Problem to solve: Word for word, transcribe the lines from the one containing "Locate every instance of the person's" through the end of the entries, both included, and nothing else.

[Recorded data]
○ ○ ○ ○
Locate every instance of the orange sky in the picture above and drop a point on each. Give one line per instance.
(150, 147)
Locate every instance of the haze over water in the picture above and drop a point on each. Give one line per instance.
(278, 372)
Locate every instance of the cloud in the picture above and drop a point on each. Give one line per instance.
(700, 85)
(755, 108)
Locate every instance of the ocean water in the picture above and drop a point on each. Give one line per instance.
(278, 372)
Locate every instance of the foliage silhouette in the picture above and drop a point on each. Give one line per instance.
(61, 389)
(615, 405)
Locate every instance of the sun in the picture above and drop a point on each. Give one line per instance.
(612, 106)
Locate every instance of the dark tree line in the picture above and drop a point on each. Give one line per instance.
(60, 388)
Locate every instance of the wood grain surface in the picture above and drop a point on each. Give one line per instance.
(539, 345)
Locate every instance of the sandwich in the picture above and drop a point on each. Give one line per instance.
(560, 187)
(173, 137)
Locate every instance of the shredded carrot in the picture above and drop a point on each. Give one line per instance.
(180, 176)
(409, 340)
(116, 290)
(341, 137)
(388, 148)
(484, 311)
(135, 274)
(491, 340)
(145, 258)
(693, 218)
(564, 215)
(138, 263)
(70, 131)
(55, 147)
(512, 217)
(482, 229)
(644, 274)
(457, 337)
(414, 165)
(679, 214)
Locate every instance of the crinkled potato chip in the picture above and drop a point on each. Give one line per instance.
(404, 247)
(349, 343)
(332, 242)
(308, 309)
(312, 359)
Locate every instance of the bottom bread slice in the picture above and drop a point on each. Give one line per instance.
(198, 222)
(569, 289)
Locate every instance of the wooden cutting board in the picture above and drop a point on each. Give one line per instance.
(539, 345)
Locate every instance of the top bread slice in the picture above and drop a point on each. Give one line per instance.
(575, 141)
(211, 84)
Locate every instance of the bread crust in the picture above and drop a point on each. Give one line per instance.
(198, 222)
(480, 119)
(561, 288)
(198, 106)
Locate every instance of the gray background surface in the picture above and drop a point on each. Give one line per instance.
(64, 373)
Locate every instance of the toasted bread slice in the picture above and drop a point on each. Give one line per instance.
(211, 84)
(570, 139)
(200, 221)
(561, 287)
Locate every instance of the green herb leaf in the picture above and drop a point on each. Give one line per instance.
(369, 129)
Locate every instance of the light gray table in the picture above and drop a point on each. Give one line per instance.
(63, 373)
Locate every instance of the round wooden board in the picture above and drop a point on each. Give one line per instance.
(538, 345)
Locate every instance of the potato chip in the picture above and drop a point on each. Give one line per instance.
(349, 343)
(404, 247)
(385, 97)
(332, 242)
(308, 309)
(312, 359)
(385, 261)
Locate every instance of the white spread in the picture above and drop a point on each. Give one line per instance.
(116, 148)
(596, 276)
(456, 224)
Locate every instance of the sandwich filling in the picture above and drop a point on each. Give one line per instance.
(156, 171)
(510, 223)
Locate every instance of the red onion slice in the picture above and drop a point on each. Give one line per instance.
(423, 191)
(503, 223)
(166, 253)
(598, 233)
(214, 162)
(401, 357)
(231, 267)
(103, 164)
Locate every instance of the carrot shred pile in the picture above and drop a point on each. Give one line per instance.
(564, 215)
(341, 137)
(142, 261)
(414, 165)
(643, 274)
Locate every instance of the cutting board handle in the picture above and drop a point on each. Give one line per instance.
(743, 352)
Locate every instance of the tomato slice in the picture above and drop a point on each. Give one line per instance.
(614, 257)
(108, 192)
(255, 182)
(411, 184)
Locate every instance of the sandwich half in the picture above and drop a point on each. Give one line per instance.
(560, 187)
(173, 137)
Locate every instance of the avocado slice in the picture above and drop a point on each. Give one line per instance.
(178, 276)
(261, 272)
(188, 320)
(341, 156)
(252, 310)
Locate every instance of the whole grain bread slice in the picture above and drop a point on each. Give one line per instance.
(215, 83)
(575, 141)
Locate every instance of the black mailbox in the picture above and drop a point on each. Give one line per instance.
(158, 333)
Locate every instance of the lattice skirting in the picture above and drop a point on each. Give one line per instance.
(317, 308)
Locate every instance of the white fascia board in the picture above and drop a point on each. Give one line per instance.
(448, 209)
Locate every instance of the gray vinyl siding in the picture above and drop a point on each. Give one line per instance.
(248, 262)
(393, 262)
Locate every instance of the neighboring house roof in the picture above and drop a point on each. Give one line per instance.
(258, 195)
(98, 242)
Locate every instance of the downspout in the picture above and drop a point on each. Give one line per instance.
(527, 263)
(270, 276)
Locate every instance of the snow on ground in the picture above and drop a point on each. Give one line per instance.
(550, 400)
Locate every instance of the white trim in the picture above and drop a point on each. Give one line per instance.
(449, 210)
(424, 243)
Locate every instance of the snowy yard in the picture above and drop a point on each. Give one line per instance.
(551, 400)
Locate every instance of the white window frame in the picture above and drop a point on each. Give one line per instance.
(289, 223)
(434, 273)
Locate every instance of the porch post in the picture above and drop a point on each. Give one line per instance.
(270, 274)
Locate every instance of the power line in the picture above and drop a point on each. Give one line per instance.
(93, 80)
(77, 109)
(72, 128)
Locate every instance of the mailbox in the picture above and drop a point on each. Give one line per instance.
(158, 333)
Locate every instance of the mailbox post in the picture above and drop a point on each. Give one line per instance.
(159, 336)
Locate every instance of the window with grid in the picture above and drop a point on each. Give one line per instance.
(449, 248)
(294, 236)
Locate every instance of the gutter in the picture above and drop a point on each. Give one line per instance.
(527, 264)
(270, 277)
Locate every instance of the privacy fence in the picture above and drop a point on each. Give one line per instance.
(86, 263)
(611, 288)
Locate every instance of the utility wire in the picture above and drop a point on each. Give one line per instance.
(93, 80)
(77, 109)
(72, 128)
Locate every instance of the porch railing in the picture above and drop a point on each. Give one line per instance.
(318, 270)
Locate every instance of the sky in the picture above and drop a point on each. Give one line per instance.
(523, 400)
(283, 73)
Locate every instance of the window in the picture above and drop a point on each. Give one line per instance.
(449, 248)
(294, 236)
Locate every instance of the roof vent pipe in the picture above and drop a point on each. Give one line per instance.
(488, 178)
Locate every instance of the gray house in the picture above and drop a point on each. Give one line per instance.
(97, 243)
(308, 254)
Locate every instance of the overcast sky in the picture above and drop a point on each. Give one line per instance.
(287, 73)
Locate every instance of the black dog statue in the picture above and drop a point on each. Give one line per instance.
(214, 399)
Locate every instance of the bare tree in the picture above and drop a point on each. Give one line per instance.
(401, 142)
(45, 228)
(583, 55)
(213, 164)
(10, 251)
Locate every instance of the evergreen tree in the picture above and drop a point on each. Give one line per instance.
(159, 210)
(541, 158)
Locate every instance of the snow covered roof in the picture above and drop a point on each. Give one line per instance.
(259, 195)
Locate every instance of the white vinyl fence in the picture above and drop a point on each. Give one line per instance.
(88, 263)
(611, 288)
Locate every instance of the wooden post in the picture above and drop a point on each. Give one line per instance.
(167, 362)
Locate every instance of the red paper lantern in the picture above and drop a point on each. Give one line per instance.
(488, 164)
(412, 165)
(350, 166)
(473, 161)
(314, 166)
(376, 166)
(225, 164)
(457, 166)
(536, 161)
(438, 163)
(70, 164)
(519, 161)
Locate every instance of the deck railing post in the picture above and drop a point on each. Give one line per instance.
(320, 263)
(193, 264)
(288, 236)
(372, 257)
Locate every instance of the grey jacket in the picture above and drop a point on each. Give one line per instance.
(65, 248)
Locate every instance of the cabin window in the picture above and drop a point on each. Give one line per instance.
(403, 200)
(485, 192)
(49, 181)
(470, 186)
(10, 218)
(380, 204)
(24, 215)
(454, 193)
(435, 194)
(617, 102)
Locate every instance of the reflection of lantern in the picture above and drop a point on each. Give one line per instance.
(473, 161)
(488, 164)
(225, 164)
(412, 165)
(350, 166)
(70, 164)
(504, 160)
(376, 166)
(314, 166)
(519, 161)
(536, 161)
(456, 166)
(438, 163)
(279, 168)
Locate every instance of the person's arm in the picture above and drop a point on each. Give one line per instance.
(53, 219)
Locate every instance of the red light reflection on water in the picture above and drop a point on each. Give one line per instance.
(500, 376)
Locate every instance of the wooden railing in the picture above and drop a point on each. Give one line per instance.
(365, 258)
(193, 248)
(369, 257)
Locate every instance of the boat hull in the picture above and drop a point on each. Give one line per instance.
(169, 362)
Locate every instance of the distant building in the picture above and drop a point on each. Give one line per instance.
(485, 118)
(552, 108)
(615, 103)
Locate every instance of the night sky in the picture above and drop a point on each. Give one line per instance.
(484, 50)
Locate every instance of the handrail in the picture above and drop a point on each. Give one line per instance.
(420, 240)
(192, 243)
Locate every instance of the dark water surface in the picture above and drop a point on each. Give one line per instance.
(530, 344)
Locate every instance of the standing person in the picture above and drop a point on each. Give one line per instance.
○ ○ ○ ○
Completed task:
Locate every instance of the person's arm in the picture above and drop a point on each. Give one line per instance.
(53, 219)
Locate every instance of the red light reflection on water in the picture above and drop a point on each. Give one line per instance.
(500, 376)
Locate every instance of the wooden railing in the picture above and drop a point on each. Give one line per instance.
(365, 258)
(193, 248)
(369, 257)
Locate every instance of the boat hull in the picture above and drop a point on each. Give one line per instance.
(169, 362)
Locate every instance of the distant building in the picture above and drop a point on each. Give one line per instance.
(485, 118)
(552, 108)
(615, 103)
Locate every instance of the night sky in the picture above and drop a point on each. Give one line per instance.
(484, 50)
Locate every instance of the handrail in the picture above and drop a point on each. Give one line per instance.
(420, 240)
(192, 243)
Locate every instance of the dark water surface in the picture above and drop a point on each. Give one line per instance.
(530, 344)
Locate every instance of the standing person in the picture above and drop a point on each. Give one line per instance.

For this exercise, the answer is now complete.